- **GIVEN PROBLEM**
Repeat the records below exactly, leaving out every picture.

Pointing and labeling entries
........

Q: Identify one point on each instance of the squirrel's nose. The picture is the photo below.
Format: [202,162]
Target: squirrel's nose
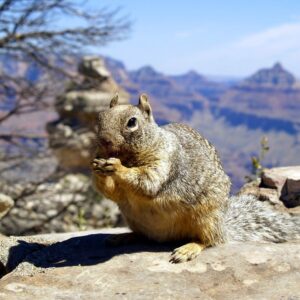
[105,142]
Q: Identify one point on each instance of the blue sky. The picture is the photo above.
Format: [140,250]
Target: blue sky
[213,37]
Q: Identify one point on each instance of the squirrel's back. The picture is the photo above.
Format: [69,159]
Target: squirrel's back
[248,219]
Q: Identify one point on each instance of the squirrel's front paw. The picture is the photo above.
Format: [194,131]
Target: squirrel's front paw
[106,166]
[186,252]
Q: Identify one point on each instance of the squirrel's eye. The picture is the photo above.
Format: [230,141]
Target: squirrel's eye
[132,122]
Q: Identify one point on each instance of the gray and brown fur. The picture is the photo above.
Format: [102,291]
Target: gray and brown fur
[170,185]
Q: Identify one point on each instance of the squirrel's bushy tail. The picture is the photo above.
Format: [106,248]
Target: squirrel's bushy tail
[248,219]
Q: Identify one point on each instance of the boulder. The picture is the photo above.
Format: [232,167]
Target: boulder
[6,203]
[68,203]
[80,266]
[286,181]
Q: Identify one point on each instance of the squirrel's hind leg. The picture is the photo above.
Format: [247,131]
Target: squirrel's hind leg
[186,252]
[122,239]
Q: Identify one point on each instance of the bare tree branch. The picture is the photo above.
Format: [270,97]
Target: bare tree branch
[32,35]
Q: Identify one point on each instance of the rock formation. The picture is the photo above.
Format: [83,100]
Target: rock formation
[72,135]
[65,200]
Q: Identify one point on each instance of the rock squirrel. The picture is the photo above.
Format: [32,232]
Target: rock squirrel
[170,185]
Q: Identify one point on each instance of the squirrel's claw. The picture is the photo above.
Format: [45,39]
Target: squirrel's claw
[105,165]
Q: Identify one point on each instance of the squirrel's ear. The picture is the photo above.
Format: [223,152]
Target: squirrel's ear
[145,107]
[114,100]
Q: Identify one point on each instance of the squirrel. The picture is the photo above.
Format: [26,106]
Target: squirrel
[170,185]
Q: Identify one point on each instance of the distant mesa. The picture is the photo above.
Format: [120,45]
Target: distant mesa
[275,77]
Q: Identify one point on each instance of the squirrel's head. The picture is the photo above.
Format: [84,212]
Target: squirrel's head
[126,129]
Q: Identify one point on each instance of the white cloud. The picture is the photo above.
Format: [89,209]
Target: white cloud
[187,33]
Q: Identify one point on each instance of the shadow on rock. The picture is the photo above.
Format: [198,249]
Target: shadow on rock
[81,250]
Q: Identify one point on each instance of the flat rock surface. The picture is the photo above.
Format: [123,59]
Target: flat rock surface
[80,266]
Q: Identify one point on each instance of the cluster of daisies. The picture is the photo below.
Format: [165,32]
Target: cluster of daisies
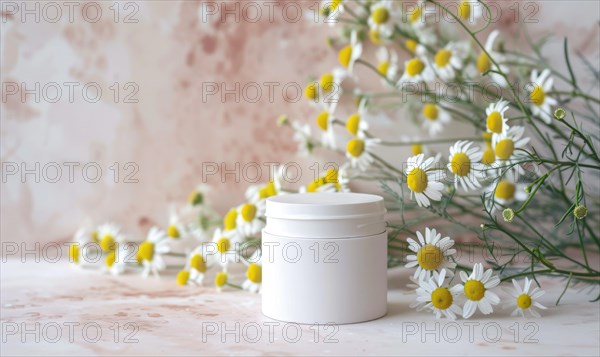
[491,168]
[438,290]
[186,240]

........

- **OUTPUT OF THE EXERCISE**
Q: Identify one point on each instance of the squirrel's nose. The picture is the photo below.
Format: [202,162]
Target: squirrel's nose
[105,142]
Q: Identify one point on each instance of the blue sky. The picture is the photo above.
Format: [140,250]
Target: blue sky
[213,37]
Q: Identify one point on each instance of the squirrel's back. The picture is the photo above.
Format: [69,159]
Target: squirrel's back
[248,219]
Q: Identify one point on each instance of the squirrel's front paw. The picture is the photo above.
Format: [194,131]
Target: squirrel's front paw
[106,166]
[186,252]
Q: Identify one point on each instance of the squirrel's eye. The picture is the photo above.
Format: [230,141]
Target: squirrel's eye
[132,122]
Q: Identify one point on each instance of the gray and brown fur. The picture is the photo above.
Format: [102,291]
Target: gray and brown fur
[170,185]
Q: Identify one point on each instance of the squirrel's bushy tail. The picture is the photo above.
Format: [106,248]
Target: squirrel's bushy tail
[248,219]
Q: Identify one point on each instance of the boulder. The picture is the photo above.
Format: [232,167]
Target: boulder
[6,203]
[68,203]
[80,266]
[286,181]
Q: Identify one point on each instance of the squirrel's hind leg. The picture is the photo above.
Format: [247,131]
Target: squirrel's hind leg
[186,252]
[122,239]
Q: Identify one point on each instance of the bare tree branch. The picture is the photo above.
Format: [270,97]
Target: bare tree branch
[32,35]
Q: Identify one point on each instance of the rock formation. The picture is the photo above.
Format: [83,100]
Target: rock formation
[72,135]
[65,200]
Q: Identify one point on each instance of the rock squirrel. The picture is the photo above.
Format: [32,232]
Target: rock squirrel
[170,185]
Q: Identify one point on each instance of the squirrel's claw. The picture is the photo above.
Format: [45,39]
Target: squirrel's claw
[105,165]
Q: Identify one point on each instance of the squirrel's ear. The picture is the photo above.
Format: [223,152]
Target: squirrel's ear
[145,107]
[114,100]
Q: Identify one point on each instance of the squirrel. The picture is the photo above.
Format: [26,106]
Target: squirrel
[170,185]
Q: Identify one point on each instance of the distant mesa. The picture is the photo above.
Format: [120,45]
Target: distant mesa
[275,77]
Q: Identify one point on each instance of the squirrel's head. The picture is the photo above.
Format: [84,212]
Target: squirrel's head
[126,129]
Q: Identify one point on each instance of the white cloud. The picture is the photo above.
Format: [89,209]
Target: white cloud
[187,33]
Q: Identify one point on each instance of the shadow on rock. The picture is the photo above.
Format: [198,249]
Target: shadow on rock
[81,250]
Q: Identify one point on each instance of the flat rock surface. The picture is the photo above.
Format: [123,59]
Target: flat rock surface
[80,266]
Q: Identify one point on each instance of the cluster of daisies. The picture is the photo below.
Format: [165,32]
Target: cluster of daisies
[491,168]
[438,290]
[186,240]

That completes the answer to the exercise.